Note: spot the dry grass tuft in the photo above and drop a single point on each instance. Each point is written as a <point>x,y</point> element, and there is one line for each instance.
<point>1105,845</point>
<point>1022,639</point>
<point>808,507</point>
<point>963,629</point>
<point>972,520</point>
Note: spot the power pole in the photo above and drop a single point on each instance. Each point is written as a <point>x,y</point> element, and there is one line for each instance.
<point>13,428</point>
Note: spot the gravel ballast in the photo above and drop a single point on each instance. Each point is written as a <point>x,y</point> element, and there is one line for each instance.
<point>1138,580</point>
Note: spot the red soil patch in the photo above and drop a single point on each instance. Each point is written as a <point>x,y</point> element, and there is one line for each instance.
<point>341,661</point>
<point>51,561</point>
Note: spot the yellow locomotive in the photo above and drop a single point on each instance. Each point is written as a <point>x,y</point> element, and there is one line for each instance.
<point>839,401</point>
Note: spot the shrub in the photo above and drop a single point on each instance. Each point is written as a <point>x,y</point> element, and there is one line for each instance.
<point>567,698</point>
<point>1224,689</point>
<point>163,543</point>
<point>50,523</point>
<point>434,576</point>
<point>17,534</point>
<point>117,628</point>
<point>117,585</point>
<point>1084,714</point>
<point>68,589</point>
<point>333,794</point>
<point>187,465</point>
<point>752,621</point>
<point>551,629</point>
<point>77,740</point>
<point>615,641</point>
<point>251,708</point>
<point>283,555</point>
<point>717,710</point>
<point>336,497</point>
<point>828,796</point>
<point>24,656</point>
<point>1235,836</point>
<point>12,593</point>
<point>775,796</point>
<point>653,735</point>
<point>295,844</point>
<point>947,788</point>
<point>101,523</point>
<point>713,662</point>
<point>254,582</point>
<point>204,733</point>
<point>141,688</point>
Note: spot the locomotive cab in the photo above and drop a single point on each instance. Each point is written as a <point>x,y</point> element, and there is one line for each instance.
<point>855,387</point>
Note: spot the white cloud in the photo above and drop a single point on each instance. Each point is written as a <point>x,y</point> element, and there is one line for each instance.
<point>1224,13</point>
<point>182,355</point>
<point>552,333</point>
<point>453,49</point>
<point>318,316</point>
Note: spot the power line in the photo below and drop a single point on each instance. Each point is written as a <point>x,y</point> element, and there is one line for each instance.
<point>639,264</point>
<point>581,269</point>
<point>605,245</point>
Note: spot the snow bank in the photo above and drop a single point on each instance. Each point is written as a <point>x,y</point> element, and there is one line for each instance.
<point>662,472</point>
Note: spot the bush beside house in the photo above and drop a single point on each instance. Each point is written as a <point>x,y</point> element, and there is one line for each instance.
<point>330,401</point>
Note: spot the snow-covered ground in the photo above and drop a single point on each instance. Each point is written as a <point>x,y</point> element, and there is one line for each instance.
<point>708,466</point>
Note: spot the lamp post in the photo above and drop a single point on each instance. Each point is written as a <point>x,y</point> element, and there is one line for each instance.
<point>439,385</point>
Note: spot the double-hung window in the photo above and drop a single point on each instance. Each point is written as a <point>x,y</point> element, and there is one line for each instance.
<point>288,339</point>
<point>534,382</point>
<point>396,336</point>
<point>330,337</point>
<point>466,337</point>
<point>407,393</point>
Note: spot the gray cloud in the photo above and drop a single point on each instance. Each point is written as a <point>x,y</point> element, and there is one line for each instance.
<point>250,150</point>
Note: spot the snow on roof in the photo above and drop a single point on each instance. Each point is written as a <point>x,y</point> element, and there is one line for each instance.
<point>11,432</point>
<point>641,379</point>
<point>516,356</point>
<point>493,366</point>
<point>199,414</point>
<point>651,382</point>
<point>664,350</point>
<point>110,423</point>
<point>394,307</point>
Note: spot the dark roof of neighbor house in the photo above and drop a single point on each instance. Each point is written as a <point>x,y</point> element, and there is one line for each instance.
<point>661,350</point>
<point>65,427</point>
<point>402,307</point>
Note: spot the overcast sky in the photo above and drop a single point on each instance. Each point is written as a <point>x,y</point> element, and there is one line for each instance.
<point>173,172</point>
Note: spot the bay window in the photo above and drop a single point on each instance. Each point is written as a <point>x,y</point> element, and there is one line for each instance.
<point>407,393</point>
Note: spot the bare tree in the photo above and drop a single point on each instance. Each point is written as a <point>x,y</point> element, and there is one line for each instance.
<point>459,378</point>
──────
* **What you are asked to do**: Reproduce every one of the entries above word for word, with no changes.

* **Output for this task**:
Note: spot the dry grass tuft in the photo above and drop a single point on each instance. Each point is written as a <point>x,y</point> element, and there is one line for each instance.
<point>1105,845</point>
<point>1022,639</point>
<point>808,507</point>
<point>963,629</point>
<point>972,520</point>
Note: spot the power pole in the photo above and drop a single point on each instance. Each point is written as a <point>x,y</point> element, and there is one line for each instance.
<point>13,428</point>
Note: spot the gravel ballast in the photo above and drop a single point on each instance. Each point is written as a <point>x,y</point> element, and there is one line for each instance.
<point>1138,580</point>
Note: spot the red soil patch in the photo above and drop a single point on each instance. Each point is written as a <point>x,y</point> element, and there is one line for each instance.
<point>341,661</point>
<point>51,561</point>
Note: spot the yellow locomotive in the photo above and drop a single point on each instance. Each point is written as a <point>x,y</point> element, and there is one line for each instance.
<point>839,401</point>
Note: spot the shrub in the photo above and drop a single point on each instance. Each point is written as a <point>x,y</point> element, and there is one line for each instance.
<point>567,698</point>
<point>1224,689</point>
<point>163,543</point>
<point>50,523</point>
<point>434,576</point>
<point>17,534</point>
<point>117,628</point>
<point>117,585</point>
<point>1084,714</point>
<point>68,589</point>
<point>333,794</point>
<point>187,465</point>
<point>752,621</point>
<point>551,629</point>
<point>77,740</point>
<point>615,641</point>
<point>251,708</point>
<point>283,555</point>
<point>717,710</point>
<point>336,497</point>
<point>828,796</point>
<point>24,656</point>
<point>1235,836</point>
<point>12,593</point>
<point>775,796</point>
<point>653,735</point>
<point>295,844</point>
<point>947,788</point>
<point>101,523</point>
<point>713,662</point>
<point>254,582</point>
<point>204,733</point>
<point>141,688</point>
Note: spot the locomotive cab in the photo above and drop a single point on each instance. Each point is written as a <point>x,y</point> element, and there is one line for each instance.
<point>855,387</point>
Note: spot the white cloud in the photo above and drop a single point on each instance. Each point is written as a <point>x,y</point> element, and there is one line for each instance.
<point>1224,13</point>
<point>182,355</point>
<point>552,333</point>
<point>453,49</point>
<point>318,316</point>
Note: spot the power line in the photo below and drop a single point on each instance. Each point is written as a <point>x,y</point> element, and there is one line for each instance.
<point>639,264</point>
<point>581,269</point>
<point>605,245</point>
Note: spot the snow bank in the photo above and drop a single point on each instance. Each point is written as a <point>x,y</point> element, and there is one line for each instance.
<point>662,472</point>
Note: spot the bush beside house in the photo above and drop a single point on each instance. Each point is written as a <point>x,y</point> element, and there is one line for each instance.
<point>330,401</point>
Note: spot the snow-covered ground in the photo above and drop a single point on each instance. Each point is written as a <point>x,y</point> element, and there is one line for each instance.
<point>708,466</point>
Note: spot the lamp post in the photo above and drop a single point on each instance. Each point is written as a <point>x,y</point> element, and there is one line for each instance.
<point>439,385</point>
Note: spot the double-hung window in the photo above and drop a single point on each instance. Each point is written as a <point>x,y</point> element, and there is one line for each instance.
<point>288,339</point>
<point>534,382</point>
<point>396,336</point>
<point>330,337</point>
<point>466,337</point>
<point>407,393</point>
Note: spot the gray cloud in the photo above and drop a single point on each instance. Each point is written as a <point>x,y</point> element, and there is one line for each instance.
<point>250,150</point>
Note: spot the snow on roof in the photo above and drop a single point on each instance. Each point is written as a <point>x,y</point> element, and there is one line for each instance.
<point>11,432</point>
<point>641,379</point>
<point>516,356</point>
<point>493,366</point>
<point>199,414</point>
<point>651,382</point>
<point>664,350</point>
<point>110,423</point>
<point>394,307</point>
Note: spot the dark roof of neighbor house in the photo above and drop a single point on each instance. Each point is written as a <point>x,y</point> element, and there is one line for each instance.
<point>661,350</point>
<point>65,427</point>
<point>402,307</point>
Note: spot the overcast sky in the photo above and drop a single point on each instance. Each point is written as a <point>x,y</point> element, and there is one line for each instance.
<point>173,172</point>
Note: spot the bay window in the photo above and drop a single point on each instance. Each point is written as a <point>x,y</point> element, and there is one line for each instance.
<point>407,393</point>
Note: spot the bare tree in the photo above and drop a single point on each instance. Each point is written as a <point>x,y</point> element, and there is one line for each instance.
<point>459,378</point>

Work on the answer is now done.